**Directions for this task**: Please output the data exactly, without omitting anything.

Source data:
····················

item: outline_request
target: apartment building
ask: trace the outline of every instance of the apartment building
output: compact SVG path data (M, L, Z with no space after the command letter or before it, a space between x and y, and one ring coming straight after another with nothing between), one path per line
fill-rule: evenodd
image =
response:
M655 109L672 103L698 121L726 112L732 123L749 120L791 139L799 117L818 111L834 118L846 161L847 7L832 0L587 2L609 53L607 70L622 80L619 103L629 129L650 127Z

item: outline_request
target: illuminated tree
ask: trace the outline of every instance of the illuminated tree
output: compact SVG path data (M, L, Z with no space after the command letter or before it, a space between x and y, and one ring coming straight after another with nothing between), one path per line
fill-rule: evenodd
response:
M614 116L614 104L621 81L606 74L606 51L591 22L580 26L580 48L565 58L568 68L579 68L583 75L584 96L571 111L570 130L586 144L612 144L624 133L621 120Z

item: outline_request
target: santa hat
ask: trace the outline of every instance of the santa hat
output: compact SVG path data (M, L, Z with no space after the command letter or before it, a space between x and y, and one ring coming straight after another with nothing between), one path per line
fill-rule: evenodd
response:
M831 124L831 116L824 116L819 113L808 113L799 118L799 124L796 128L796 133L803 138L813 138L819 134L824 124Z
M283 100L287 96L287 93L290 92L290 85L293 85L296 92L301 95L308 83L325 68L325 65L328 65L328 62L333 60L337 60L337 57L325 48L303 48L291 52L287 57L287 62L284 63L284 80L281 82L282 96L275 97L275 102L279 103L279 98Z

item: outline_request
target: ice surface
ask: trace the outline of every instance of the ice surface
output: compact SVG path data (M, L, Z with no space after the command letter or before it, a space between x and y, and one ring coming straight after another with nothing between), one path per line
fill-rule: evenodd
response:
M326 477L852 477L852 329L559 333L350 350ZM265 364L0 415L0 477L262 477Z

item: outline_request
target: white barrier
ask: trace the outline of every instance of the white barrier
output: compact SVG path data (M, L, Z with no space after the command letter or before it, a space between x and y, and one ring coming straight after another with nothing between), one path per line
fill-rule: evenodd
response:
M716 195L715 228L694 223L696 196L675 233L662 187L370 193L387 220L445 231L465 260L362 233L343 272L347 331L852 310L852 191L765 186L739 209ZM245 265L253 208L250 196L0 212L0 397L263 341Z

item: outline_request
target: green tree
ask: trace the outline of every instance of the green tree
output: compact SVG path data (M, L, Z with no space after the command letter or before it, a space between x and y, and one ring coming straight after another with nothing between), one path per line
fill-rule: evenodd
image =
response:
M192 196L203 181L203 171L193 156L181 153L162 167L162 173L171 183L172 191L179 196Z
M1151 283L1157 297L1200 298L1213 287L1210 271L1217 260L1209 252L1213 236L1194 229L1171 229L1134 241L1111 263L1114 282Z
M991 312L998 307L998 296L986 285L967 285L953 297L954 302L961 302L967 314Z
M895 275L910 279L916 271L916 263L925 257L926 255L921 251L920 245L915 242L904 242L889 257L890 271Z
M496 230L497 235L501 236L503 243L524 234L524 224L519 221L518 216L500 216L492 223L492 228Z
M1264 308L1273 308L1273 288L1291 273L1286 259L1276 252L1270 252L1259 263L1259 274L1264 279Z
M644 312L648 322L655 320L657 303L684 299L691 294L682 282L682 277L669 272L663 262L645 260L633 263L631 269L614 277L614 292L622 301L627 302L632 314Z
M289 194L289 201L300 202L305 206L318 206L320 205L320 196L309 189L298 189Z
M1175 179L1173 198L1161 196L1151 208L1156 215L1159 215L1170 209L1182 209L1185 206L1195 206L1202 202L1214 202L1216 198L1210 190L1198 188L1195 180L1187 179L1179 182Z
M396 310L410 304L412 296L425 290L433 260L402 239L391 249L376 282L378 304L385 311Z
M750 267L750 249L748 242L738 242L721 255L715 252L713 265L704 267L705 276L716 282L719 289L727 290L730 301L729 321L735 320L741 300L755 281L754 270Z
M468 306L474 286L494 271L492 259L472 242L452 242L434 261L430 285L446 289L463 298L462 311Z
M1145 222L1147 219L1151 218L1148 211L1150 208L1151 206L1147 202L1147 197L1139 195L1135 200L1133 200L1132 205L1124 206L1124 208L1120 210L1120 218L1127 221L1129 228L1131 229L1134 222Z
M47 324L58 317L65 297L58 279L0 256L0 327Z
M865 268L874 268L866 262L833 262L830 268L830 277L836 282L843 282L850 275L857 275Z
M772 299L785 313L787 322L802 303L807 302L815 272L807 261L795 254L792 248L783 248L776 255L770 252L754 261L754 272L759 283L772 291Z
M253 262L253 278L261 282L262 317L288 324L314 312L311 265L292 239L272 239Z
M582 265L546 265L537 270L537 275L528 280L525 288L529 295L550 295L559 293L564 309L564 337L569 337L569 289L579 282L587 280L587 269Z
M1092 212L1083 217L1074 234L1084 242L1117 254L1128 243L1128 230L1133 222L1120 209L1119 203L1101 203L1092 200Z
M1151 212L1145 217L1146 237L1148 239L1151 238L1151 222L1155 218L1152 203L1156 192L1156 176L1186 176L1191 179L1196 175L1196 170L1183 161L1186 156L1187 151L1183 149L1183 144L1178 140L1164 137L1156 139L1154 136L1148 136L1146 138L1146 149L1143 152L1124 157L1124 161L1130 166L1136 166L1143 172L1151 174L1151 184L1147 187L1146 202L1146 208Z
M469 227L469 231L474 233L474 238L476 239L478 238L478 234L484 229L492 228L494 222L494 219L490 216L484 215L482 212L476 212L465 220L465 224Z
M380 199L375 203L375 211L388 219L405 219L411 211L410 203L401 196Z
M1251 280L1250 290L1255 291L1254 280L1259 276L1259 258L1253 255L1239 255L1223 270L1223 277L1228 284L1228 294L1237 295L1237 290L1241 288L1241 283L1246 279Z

····················

**Task solution**:
item: outline_request
target: apartment building
ask: trace the outline of every instance of the apartment building
output: compact SVG path data (M, L, Z with no space after the command letter or before it, a space between x and y, and one ring coming straight after another with nothing between), one path per line
fill-rule: evenodd
image =
response:
M655 109L672 103L698 121L726 112L732 123L749 120L791 139L799 117L818 111L834 118L846 161L847 7L832 0L587 2L609 53L607 70L622 80L619 103L629 129L650 127Z

item: outline_request
target: illuminated tree
ask: trace the outline of every instance of the illuminated tree
output: compact SVG path data (M, L, Z with no space after the command letter or before it, a space between x and y, and one ring coming straight after another with nothing between), one path per line
fill-rule: evenodd
response:
M614 116L614 104L621 81L606 74L606 51L591 22L580 26L580 48L565 58L568 68L579 68L583 75L584 96L571 111L570 130L586 144L612 144L624 133L621 120Z

item: outline_request
target: santa hat
ask: trace the outline of every instance of the santa hat
output: compact SVG path data (M, L, Z with no space after the command letter or before it, a space between x and y, and one ring coming straight after another with nothing between), one path per line
fill-rule: evenodd
response:
M831 124L831 116L824 116L819 113L808 113L799 118L799 124L796 128L796 133L803 138L813 138L819 134L824 124Z
M283 100L287 96L287 93L290 92L290 85L293 85L296 92L301 95L308 83L325 68L325 65L328 65L328 62L333 60L337 60L337 57L325 48L303 48L291 52L287 57L287 62L284 63L284 80L281 82L282 96L275 97L275 102L279 103L279 98Z

item: outline_request
target: ice surface
ask: trace the outline of every instance of the ice surface
output: compact SVG path data (M, L, Z with no space after the command letter or before it, a space between x and y, and one ring coming straight after another with nothing between), one path per line
fill-rule: evenodd
response:
M326 477L852 477L852 329L559 333L350 350ZM265 364L0 415L0 477L262 477Z

item: outline_request
target: white barrier
ask: trace the outline of every instance of the white barrier
output: compact SVG path data (M, L, Z with no space after the command letter or before it, a space between x and y, and one ring coming straight after another with nothing between), one path per line
fill-rule: evenodd
response:
M716 195L715 228L694 223L696 196L675 233L662 187L370 193L387 220L445 231L465 260L362 233L343 272L347 331L852 310L852 191L765 186L739 209ZM245 265L253 208L250 196L0 212L0 397L263 341Z

item: outline_request
target: green tree
ask: trace the outline of every instance of the green tree
output: compact SVG path data (M, L, Z with no space after the command letter or before it, a space between x and y, and one ring coming straight after another with nothing between), one path per line
fill-rule: evenodd
image =
response:
M192 196L203 181L203 171L193 156L181 153L162 167L162 173L171 183L172 191L179 196Z
M1151 283L1157 297L1200 298L1213 287L1210 271L1217 260L1209 252L1213 236L1194 229L1171 229L1134 241L1111 263L1114 282Z
M991 312L998 307L998 296L986 285L967 285L953 297L954 302L961 302L967 314Z
M895 275L910 279L916 271L916 263L925 257L926 255L921 251L920 245L915 242L904 242L889 257L890 271Z
M496 230L497 235L501 236L503 243L524 234L524 224L519 221L518 216L500 216L492 223L492 228Z
M1264 308L1273 308L1273 288L1291 273L1286 259L1276 252L1270 252L1259 263L1259 274L1264 279Z
M644 312L648 322L655 320L657 303L684 299L691 294L682 282L682 277L669 272L663 262L645 260L633 263L631 269L614 277L614 292L622 301L627 302L632 314Z
M289 194L289 201L300 202L305 206L318 206L320 205L320 196L309 189L298 189Z
M1175 179L1173 198L1161 196L1151 208L1156 215L1159 215L1170 209L1182 209L1185 206L1195 206L1202 202L1214 202L1216 198L1210 190L1198 188L1195 180L1187 179L1179 182Z
M396 310L410 304L412 296L425 290L433 260L402 239L391 249L376 282L378 304L385 311Z
M750 267L750 249L748 242L738 242L721 255L715 252L713 265L704 267L705 276L716 282L719 289L727 290L730 301L729 321L735 320L741 300L755 281L754 270Z
M468 306L474 286L494 271L492 259L472 242L452 242L434 261L430 285L446 289L463 298L462 311Z
M1145 222L1147 219L1151 218L1148 211L1150 208L1151 206L1147 202L1147 197L1139 195L1135 200L1133 200L1132 205L1124 206L1124 208L1120 210L1120 218L1127 221L1129 228L1131 229L1134 222Z
M47 324L58 317L65 297L58 279L0 256L0 327Z
M865 268L874 268L866 262L833 262L830 268L830 277L836 282L843 282L850 275L857 275Z
M772 299L785 313L787 322L802 303L807 302L815 272L807 261L795 254L792 248L783 248L776 255L770 252L754 261L754 272L759 283L772 291Z
M253 262L253 278L261 282L262 317L288 324L314 312L311 265L292 239L272 239Z
M582 265L546 265L537 270L537 275L528 280L525 288L529 295L550 295L559 293L564 309L564 337L569 337L569 289L579 282L587 280L587 269Z
M1092 212L1083 217L1074 234L1084 242L1117 254L1128 243L1128 230L1133 222L1120 209L1119 203L1101 203L1092 200Z
M1151 212L1145 217L1146 237L1148 239L1151 238L1151 222L1155 218L1152 203L1156 192L1156 176L1186 176L1191 179L1196 175L1196 170L1183 161L1186 156L1187 151L1183 149L1183 144L1178 140L1164 137L1156 139L1154 136L1148 136L1146 138L1146 149L1143 152L1124 157L1124 161L1130 166L1136 166L1143 172L1151 174L1151 184L1147 187L1146 202L1146 208Z
M469 227L469 231L474 233L474 238L476 239L478 238L478 234L484 229L492 228L494 222L494 219L490 216L484 215L482 212L476 212L465 220L465 224Z
M380 199L375 203L375 211L388 219L405 219L411 211L410 203L401 196Z
M1251 280L1250 290L1255 291L1254 280L1259 276L1259 258L1253 255L1239 255L1223 270L1223 277L1228 284L1228 294L1237 295L1237 290L1241 288L1241 283L1246 279Z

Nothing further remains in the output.